**WHAT IS NEEDED:** Pull out each line of the entries below that contains the string "face", copying those lines unchanged and in their original order.

**DATASET EXTRACT:**

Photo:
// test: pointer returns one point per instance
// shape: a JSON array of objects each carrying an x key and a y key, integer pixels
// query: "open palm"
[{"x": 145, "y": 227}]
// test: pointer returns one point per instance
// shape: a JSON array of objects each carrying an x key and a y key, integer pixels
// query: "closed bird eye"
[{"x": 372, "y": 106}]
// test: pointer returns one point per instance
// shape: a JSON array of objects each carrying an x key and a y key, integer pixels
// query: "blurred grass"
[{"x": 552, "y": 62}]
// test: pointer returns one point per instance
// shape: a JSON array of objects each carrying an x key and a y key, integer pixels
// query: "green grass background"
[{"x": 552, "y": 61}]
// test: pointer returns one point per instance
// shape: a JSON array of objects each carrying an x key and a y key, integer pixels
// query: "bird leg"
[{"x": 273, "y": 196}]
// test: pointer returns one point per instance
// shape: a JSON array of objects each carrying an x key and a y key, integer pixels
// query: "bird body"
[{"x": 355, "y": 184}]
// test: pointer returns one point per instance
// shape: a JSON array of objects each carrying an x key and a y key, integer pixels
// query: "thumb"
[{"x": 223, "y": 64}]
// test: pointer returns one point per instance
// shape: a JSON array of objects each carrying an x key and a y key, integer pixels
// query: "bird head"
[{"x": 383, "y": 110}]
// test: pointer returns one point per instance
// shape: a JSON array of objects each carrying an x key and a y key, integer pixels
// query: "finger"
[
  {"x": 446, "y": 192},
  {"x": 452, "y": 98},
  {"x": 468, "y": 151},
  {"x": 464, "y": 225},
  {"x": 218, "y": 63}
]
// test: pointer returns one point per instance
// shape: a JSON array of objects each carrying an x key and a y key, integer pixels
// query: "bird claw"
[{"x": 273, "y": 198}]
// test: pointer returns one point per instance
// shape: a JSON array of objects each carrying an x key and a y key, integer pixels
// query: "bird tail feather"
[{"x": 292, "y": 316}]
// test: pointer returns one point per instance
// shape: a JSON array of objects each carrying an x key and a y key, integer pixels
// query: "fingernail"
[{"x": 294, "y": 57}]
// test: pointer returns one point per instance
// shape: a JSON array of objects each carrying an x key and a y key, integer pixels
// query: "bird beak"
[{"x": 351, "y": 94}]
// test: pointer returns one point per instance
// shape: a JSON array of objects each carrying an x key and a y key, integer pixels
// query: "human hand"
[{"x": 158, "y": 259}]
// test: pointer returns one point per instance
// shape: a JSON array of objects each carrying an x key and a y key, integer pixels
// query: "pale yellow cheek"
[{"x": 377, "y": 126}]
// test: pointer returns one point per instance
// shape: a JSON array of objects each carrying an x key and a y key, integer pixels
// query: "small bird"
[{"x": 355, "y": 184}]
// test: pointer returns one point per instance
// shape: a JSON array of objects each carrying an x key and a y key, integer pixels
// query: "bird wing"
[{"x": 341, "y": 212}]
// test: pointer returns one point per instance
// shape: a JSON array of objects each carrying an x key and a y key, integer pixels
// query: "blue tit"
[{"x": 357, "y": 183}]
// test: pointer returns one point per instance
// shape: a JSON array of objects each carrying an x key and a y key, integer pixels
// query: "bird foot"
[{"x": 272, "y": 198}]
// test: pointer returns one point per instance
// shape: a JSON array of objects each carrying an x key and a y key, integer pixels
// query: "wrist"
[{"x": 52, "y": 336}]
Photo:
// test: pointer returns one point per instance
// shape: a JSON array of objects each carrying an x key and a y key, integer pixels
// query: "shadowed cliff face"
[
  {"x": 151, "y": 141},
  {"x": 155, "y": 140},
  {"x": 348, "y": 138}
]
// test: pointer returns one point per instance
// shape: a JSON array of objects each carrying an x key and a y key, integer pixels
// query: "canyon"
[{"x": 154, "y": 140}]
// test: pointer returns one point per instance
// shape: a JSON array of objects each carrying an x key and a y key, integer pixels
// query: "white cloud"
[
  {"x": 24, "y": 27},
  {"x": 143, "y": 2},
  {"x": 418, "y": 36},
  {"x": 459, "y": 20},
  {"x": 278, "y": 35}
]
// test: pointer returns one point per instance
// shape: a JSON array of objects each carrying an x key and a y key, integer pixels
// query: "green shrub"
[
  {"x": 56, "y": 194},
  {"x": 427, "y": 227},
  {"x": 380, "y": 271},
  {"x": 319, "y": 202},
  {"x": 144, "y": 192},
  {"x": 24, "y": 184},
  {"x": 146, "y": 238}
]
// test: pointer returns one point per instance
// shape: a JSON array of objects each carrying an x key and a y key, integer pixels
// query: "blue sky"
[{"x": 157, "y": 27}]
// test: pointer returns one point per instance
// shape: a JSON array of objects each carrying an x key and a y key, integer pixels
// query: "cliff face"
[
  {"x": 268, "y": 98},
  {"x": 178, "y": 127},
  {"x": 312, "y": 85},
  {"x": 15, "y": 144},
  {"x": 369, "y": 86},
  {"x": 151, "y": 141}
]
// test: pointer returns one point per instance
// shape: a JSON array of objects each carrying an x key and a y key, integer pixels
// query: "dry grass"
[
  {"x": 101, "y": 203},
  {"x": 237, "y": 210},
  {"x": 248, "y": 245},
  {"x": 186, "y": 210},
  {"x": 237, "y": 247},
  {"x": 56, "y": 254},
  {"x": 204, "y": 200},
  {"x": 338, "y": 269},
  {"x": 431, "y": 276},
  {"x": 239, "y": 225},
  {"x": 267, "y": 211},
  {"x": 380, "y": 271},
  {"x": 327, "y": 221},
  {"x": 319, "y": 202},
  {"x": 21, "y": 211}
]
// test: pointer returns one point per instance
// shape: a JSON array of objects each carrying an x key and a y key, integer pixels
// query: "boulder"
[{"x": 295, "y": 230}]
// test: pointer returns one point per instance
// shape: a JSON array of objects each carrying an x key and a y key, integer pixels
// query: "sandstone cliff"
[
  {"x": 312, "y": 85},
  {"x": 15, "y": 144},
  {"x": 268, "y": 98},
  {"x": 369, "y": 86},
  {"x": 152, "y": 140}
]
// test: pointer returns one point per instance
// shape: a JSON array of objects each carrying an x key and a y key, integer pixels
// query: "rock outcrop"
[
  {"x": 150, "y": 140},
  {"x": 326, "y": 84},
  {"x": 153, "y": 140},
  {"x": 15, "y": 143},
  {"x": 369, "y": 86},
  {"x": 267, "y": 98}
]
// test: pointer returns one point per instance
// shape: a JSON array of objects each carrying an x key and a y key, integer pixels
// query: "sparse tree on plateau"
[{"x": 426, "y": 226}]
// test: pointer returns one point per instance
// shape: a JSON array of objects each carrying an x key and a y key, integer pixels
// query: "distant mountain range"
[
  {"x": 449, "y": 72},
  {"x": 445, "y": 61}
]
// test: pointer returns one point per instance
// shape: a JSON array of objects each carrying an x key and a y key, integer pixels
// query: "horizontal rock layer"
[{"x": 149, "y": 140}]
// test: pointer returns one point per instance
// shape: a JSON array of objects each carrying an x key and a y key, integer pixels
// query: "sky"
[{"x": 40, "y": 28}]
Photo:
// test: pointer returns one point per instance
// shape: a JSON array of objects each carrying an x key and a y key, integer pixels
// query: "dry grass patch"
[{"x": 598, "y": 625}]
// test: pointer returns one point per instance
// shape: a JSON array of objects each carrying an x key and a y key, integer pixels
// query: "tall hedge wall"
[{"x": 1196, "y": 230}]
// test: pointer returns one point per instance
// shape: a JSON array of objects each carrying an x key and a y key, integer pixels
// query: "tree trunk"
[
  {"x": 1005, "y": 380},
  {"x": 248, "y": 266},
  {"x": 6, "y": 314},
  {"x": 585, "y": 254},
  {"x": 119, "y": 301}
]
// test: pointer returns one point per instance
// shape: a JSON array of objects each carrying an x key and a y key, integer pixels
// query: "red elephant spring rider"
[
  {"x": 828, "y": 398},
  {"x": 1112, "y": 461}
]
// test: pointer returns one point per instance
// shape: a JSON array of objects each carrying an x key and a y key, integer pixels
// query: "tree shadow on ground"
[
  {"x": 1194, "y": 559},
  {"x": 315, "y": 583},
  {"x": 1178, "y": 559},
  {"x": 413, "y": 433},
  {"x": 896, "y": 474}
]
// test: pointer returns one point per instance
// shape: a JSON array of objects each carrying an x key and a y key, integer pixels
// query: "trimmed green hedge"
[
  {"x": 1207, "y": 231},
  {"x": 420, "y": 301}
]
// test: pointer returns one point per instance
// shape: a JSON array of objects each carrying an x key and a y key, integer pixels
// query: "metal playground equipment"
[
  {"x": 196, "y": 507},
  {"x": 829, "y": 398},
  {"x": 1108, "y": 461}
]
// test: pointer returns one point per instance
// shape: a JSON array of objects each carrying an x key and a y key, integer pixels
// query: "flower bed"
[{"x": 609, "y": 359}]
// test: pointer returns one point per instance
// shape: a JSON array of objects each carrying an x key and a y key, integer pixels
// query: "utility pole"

**CORRECT OUTPUT:**
// query: "shadowed cliff face"
// query: "cliff face"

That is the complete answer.